== Task description ==
Please reproduce every entry, keeping each one exact.

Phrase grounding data
....................

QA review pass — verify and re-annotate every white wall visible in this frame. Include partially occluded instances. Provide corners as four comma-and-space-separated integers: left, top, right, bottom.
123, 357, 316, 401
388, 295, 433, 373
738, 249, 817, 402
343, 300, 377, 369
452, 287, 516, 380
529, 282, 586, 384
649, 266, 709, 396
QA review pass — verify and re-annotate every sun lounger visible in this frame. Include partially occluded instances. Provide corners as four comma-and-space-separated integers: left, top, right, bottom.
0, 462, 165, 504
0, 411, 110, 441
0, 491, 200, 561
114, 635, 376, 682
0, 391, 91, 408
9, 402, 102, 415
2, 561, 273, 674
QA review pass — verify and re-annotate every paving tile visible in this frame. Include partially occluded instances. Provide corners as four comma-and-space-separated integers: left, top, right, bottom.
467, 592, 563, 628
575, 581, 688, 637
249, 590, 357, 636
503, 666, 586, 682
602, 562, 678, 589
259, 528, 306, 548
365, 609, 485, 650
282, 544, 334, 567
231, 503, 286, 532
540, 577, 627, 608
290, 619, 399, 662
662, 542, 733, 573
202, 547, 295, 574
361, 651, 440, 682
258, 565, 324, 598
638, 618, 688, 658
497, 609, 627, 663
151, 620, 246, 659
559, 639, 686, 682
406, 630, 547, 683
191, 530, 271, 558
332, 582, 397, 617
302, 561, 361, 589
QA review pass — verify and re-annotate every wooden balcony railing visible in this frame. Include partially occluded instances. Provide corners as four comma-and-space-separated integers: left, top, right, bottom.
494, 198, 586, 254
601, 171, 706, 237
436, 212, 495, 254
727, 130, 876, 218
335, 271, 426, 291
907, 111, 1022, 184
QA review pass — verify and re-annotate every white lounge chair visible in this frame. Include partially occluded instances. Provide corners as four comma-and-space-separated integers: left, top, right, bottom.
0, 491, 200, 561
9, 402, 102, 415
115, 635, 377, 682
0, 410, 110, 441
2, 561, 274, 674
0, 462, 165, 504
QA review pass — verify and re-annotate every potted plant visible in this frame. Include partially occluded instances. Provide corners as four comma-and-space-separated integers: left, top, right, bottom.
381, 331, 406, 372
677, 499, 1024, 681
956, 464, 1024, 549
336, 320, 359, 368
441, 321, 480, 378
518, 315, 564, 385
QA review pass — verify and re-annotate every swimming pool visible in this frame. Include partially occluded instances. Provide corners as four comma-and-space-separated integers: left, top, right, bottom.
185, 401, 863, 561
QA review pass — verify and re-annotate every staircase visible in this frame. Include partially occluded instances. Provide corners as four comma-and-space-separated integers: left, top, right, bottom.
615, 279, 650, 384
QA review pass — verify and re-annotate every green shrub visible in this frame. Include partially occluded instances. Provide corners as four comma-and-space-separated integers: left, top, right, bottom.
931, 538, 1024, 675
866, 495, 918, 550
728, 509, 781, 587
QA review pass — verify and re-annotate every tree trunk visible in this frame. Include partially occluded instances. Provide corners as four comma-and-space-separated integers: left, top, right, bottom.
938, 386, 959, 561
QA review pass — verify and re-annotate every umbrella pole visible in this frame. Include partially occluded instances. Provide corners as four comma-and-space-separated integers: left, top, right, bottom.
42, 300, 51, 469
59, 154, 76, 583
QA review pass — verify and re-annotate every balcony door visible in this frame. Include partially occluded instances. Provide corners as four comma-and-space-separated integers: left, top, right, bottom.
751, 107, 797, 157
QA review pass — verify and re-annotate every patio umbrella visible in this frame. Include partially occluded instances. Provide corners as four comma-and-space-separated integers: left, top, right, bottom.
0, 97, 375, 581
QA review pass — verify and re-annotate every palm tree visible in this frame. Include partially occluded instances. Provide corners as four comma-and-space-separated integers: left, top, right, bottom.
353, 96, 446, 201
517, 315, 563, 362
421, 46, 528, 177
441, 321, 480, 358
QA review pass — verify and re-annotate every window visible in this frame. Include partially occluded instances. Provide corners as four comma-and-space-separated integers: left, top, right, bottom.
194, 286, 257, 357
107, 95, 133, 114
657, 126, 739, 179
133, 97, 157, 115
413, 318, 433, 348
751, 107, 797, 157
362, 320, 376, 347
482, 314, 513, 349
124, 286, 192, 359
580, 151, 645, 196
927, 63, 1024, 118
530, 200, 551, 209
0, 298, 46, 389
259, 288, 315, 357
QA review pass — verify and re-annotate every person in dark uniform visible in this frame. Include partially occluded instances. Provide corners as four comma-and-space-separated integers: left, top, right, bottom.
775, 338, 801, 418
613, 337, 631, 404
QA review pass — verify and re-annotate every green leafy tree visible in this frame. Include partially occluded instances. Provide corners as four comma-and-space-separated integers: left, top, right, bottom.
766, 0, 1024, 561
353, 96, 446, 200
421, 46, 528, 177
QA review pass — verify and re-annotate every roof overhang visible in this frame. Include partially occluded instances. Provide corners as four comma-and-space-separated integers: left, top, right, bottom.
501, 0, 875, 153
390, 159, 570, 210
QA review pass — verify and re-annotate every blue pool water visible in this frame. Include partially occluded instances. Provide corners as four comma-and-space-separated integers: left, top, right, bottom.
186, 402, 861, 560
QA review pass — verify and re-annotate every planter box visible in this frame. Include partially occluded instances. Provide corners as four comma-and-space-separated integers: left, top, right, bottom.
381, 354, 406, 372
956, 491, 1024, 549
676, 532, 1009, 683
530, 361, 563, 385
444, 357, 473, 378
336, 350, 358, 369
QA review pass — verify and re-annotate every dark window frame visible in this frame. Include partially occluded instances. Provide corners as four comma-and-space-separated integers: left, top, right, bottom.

....................

== Task response ==
QA review pass — verify and re-annotate every white wall visible in this frame. Include partially occluded instances. Provide corners as four comma-and-space-separated integers: left, top, right, bottom.
123, 357, 316, 401
388, 295, 433, 373
738, 249, 817, 402
343, 300, 377, 369
452, 287, 516, 380
529, 282, 586, 384
649, 266, 709, 396
QA review pass — verify and re-annotate every sun lounger visible in this frame. Include partially occluded instances. Provide corners as four comma-and-space-separated integers: left, top, right, bottom.
0, 462, 165, 504
0, 411, 110, 441
0, 491, 200, 561
114, 635, 376, 682
0, 391, 91, 408
9, 402, 102, 415
2, 561, 273, 674
QA review pass — verify and re-annotate every paving tile visible in this frame. Include partially occluded instances. Provide corners as four comma-and-space-separated integers: left, top, right, bottom.
467, 592, 563, 628
575, 581, 688, 637
249, 590, 357, 636
503, 666, 586, 682
602, 562, 678, 589
259, 528, 306, 548
365, 609, 485, 650
282, 544, 334, 567
231, 503, 286, 532
540, 577, 627, 608
290, 619, 399, 662
662, 542, 733, 573
202, 547, 295, 574
361, 651, 440, 682
258, 565, 324, 598
638, 618, 688, 658
497, 609, 627, 663
151, 620, 246, 659
559, 639, 686, 682
406, 630, 547, 683
191, 530, 271, 558
332, 582, 397, 617
302, 561, 361, 589
QA review pass — verify and re-annotate every wooden balcony railing visible in this frame. Include partially occluded instances. Provide corners as four comma-and-space-separated integers: left, top, right, bottom.
494, 198, 586, 254
601, 171, 706, 237
436, 212, 495, 254
727, 130, 876, 218
335, 271, 426, 291
907, 111, 1022, 184
QA review pass — verify and re-annotate every white lounge chair visible in this frame. Include partially occluded instances. Provide corners as four comma-and-space-separated integers: left, top, right, bottom.
0, 491, 200, 561
9, 402, 102, 415
115, 635, 377, 682
0, 410, 110, 441
2, 561, 274, 674
0, 462, 165, 504
QA review pass — verify and re-annotate every potted plant visible in this frame. Include partially occluded instances. Provide corners as four comma-and-space-separated integers: left, top, right, bottom.
381, 331, 406, 372
677, 499, 1024, 681
956, 464, 1024, 549
336, 320, 359, 368
441, 321, 480, 378
518, 315, 564, 385
QA review pass — verify and re-annotate every swimming pool visible in this frame. Include partially occluded instances. Provide corners as four comma-and-space-separated integers: left, top, right, bottom.
185, 401, 863, 561
QA review pass — verify and re-annotate every staircase visible in this frame. Include partially occluded instances. Provide corners as four comma-and-space-separated integers: left, top, right, bottom.
615, 279, 650, 384
QA review pass — verify and re-annotate every green shrub visible in this frame. Include partially occluded instances. Provide corners as four comma-and-space-separated integers: left, top, right, bottom.
931, 538, 1024, 675
866, 495, 918, 550
728, 509, 781, 587
QA review pass — verify and re-annotate every tree trunk visible in this frame. Include partially occluded instances. Provide corners as four comma-and-space-separated integers: left, top, right, bottom.
938, 386, 959, 561
QA review pass — verify and re-annotate every umbrella pole visible in this frame. Include partially occluded instances. Provide corners as four comma-and-space-separated integers: left, top, right, bottom.
42, 300, 51, 469
59, 154, 76, 583
QA review pass — verify and re-annotate every balcony door visible in this frame. Include partially occluded instances. Provide corners as four comma-and-space-separated integers: left, top, right, bottom.
751, 107, 797, 157
QA review pass — verify and re-annotate every patio umbrella visible in this frame. Include partially occluded instances. Provide corners as four comma-and-space-separated integers: left, top, right, bottom.
0, 97, 375, 581
QA review pass — verify and re-annotate every palm tree visible in this frame. Include partially occluded instances. Provide corners as four comma-and-space-separated integers: left, top, right, bottom.
353, 96, 446, 201
517, 315, 563, 362
421, 46, 528, 177
441, 321, 480, 358
QA review pass — verify and re-annotate every window visible in this frame. Include partially occluded instances. Provide corners as four comma-and-space-separated integers: left, top, right, bottom.
194, 286, 257, 357
107, 95, 133, 114
657, 126, 739, 179
133, 97, 157, 115
413, 318, 433, 348
751, 107, 797, 157
362, 320, 376, 347
482, 314, 513, 349
124, 286, 192, 359
580, 151, 645, 196
927, 63, 1024, 118
530, 200, 551, 209
0, 298, 46, 389
259, 288, 315, 357
QA review pass — verify and re-annotate every person in dark uniform visible in this frame. Include partially occluded instances. Provide corners as four comma-and-space-separated integers: left, top, right, bottom.
775, 338, 801, 418
613, 337, 631, 404
QA review pass — verify and re-annotate every green leafy tree visible in this frame. Include partially occluded instances. Provide corners as four comma-and-space-separated integers: left, top, right, bottom.
766, 0, 1024, 561
353, 96, 446, 200
421, 46, 528, 177
QA review pass — verify and re-annotate every roof overhang visible in this frame. Include partially occluded instances. Provide corners as four comma-and-space-separated integers: left, top, right, bottom.
501, 0, 875, 153
390, 159, 570, 210
QA review pass — verify and re-annotate every blue pool water visible in this frame. Include partially occluded instances. Provide corners as four comma-and-space-separated integers: left, top, right, bottom.
186, 402, 861, 560
QA review pass — verify and re-annotate every planter box visible in this frame. Include partially occluded instances. Provide corners as four comma-and-space-separated integers: left, top, right, bottom.
381, 354, 406, 372
956, 491, 1024, 549
676, 532, 1009, 683
530, 361, 563, 385
444, 357, 473, 378
336, 350, 358, 369
QA review pass — verify and re-annotate every dark window frame visible in this frame. Include partially occluded instances. Provide corners as four comma-and-space-separated integers: left, top, right, bottom.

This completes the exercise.